** EXERCISE GOAL **
Copy the rows below with "one dot per instance" swapped for "one marker per occurrence" throughout, changing nothing else. Leave the pictures out of the copy.

═══ SOURCE DATA ═══

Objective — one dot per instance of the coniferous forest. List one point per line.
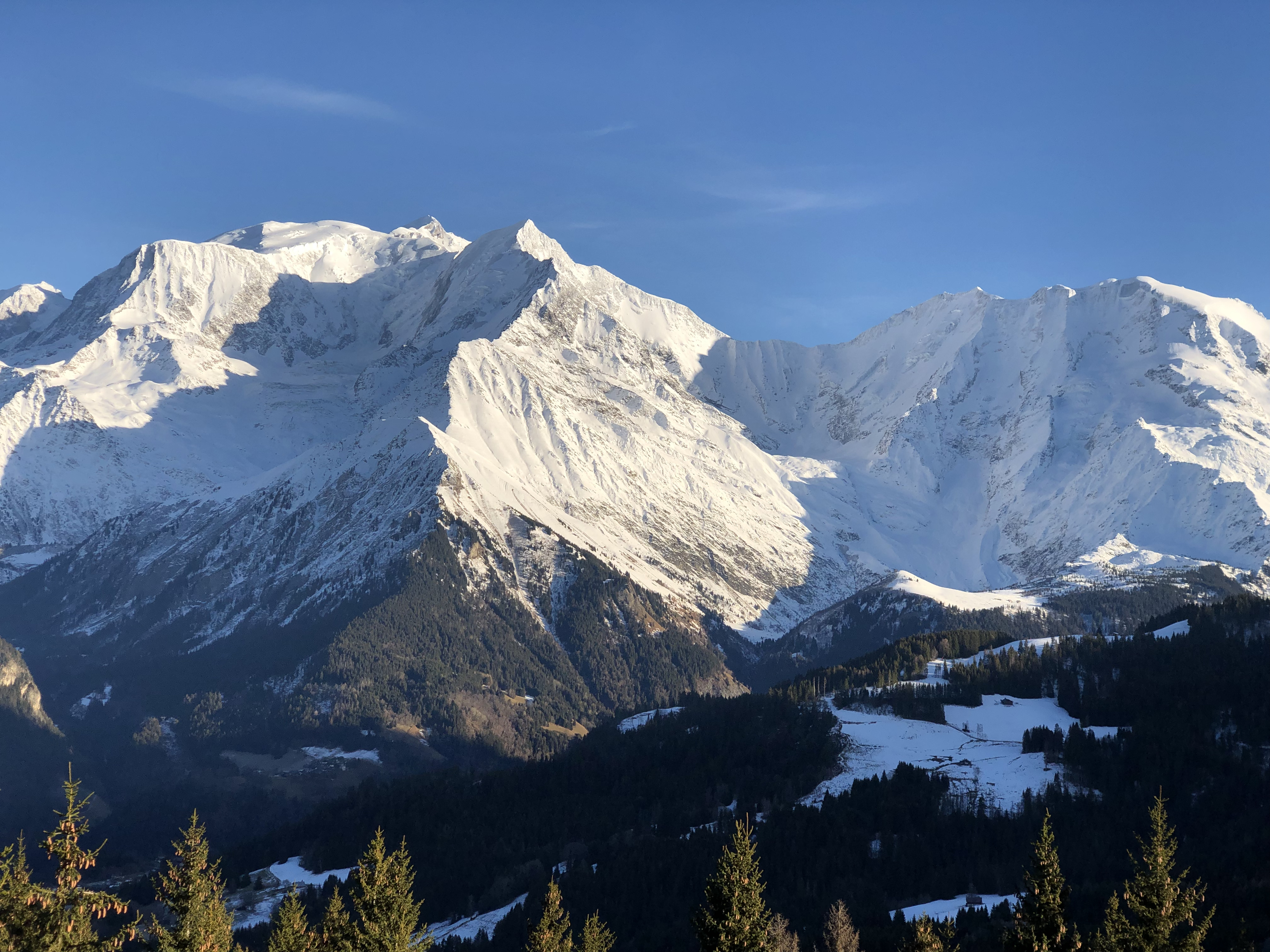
(1158, 838)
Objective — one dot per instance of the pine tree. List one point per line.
(17, 913)
(338, 934)
(840, 932)
(291, 927)
(735, 917)
(929, 936)
(780, 936)
(553, 934)
(596, 937)
(383, 897)
(59, 918)
(1159, 907)
(1041, 920)
(195, 894)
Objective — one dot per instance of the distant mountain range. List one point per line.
(238, 446)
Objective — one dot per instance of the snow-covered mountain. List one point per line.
(234, 435)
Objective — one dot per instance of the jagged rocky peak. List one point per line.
(234, 406)
(29, 309)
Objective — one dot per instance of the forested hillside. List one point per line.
(633, 821)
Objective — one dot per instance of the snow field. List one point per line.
(980, 750)
(637, 722)
(943, 909)
(476, 925)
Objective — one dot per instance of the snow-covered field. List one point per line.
(258, 907)
(341, 755)
(637, 722)
(948, 908)
(980, 750)
(471, 927)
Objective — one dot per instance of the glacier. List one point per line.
(234, 435)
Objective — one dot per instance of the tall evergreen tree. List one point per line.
(553, 932)
(780, 936)
(338, 934)
(195, 894)
(735, 917)
(1158, 908)
(291, 927)
(17, 913)
(596, 937)
(1041, 920)
(59, 918)
(387, 911)
(929, 936)
(840, 932)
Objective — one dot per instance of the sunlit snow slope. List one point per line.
(225, 436)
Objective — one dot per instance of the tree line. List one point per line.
(1155, 911)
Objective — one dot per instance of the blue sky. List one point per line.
(788, 171)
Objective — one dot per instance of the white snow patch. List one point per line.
(637, 722)
(1008, 600)
(943, 909)
(260, 913)
(473, 926)
(341, 755)
(1182, 628)
(290, 871)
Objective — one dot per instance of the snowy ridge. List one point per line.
(203, 420)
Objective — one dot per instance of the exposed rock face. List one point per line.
(18, 691)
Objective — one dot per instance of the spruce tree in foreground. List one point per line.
(195, 894)
(291, 927)
(338, 934)
(384, 901)
(1041, 920)
(735, 917)
(780, 936)
(62, 918)
(840, 932)
(929, 936)
(553, 932)
(596, 937)
(1158, 907)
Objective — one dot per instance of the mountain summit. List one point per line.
(242, 435)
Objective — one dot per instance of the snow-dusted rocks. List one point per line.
(234, 435)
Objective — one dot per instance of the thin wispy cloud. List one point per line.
(777, 199)
(269, 93)
(609, 130)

═══

** WRITTEN ANSWER **
Objective — one marker per occurrence of the coniferous forest. List one point per line.
(1158, 838)
Objective — one marker per occurrence of the pine tree. List one point per line.
(17, 913)
(338, 934)
(840, 932)
(291, 927)
(735, 917)
(929, 936)
(780, 936)
(553, 934)
(596, 937)
(383, 897)
(59, 918)
(1159, 907)
(1041, 920)
(195, 894)
Objective — one marker per occurrence of the distant mountain range. List one point per line.
(238, 446)
Objective — one marker per occurrence of the snow-covered mountain. List one point per line.
(234, 435)
Objective — one marker per occurrence of the jagged rocky peak. List one point per line.
(234, 406)
(29, 309)
Objective — one marker per occurrence of the forested hillside. List one point per line.
(633, 821)
Objective — one marker per occurrence of the snow field. List one point per line.
(980, 750)
(637, 722)
(943, 909)
(476, 925)
Objective — one marker per occurrence of the snow-covered field. List one point per line.
(258, 907)
(341, 755)
(637, 722)
(948, 908)
(980, 750)
(471, 927)
Objective — one marker per occurrence of the glacier. List one point per line.
(234, 435)
Objective — one marker per occurrence of the tall evergreen tree. List one point per line.
(553, 932)
(780, 936)
(338, 934)
(195, 894)
(735, 917)
(1158, 908)
(291, 927)
(17, 913)
(596, 937)
(1041, 920)
(59, 918)
(387, 911)
(929, 936)
(840, 932)
Objective — one marker per occurrence of the sunlit snow slope. List one point per line.
(225, 436)
Objective — one marker per occurrence of the tree line. List one point per line.
(1155, 911)
Objective — one marker per occurrence of the blue sky. List one point per line.
(788, 171)
Objective — one marker per occurrence of the white snow patch. List one point per line.
(637, 722)
(1008, 600)
(943, 909)
(260, 913)
(473, 926)
(341, 755)
(1182, 628)
(290, 871)
Objective — one marker per occurrence of the snowy ridge. List one point per line.
(203, 420)
Objective — one marker per occurrence of the exposed rock face. List one point per line.
(18, 691)
Objective — one marker per occurrence of the spruce tree in foreground. List one point per line.
(195, 894)
(291, 927)
(338, 934)
(384, 901)
(1041, 920)
(735, 917)
(780, 936)
(62, 918)
(840, 932)
(929, 936)
(553, 932)
(596, 937)
(1158, 907)
Objective — one marker per occurrence of the mountain summit. List one point per line.
(242, 435)
Objective — one marker per occurrence of the snow-dusted rocks. List one point per line.
(234, 435)
Objective — one marker per occurrence of the thin wispy cloud. List one point per line.
(777, 199)
(269, 93)
(609, 130)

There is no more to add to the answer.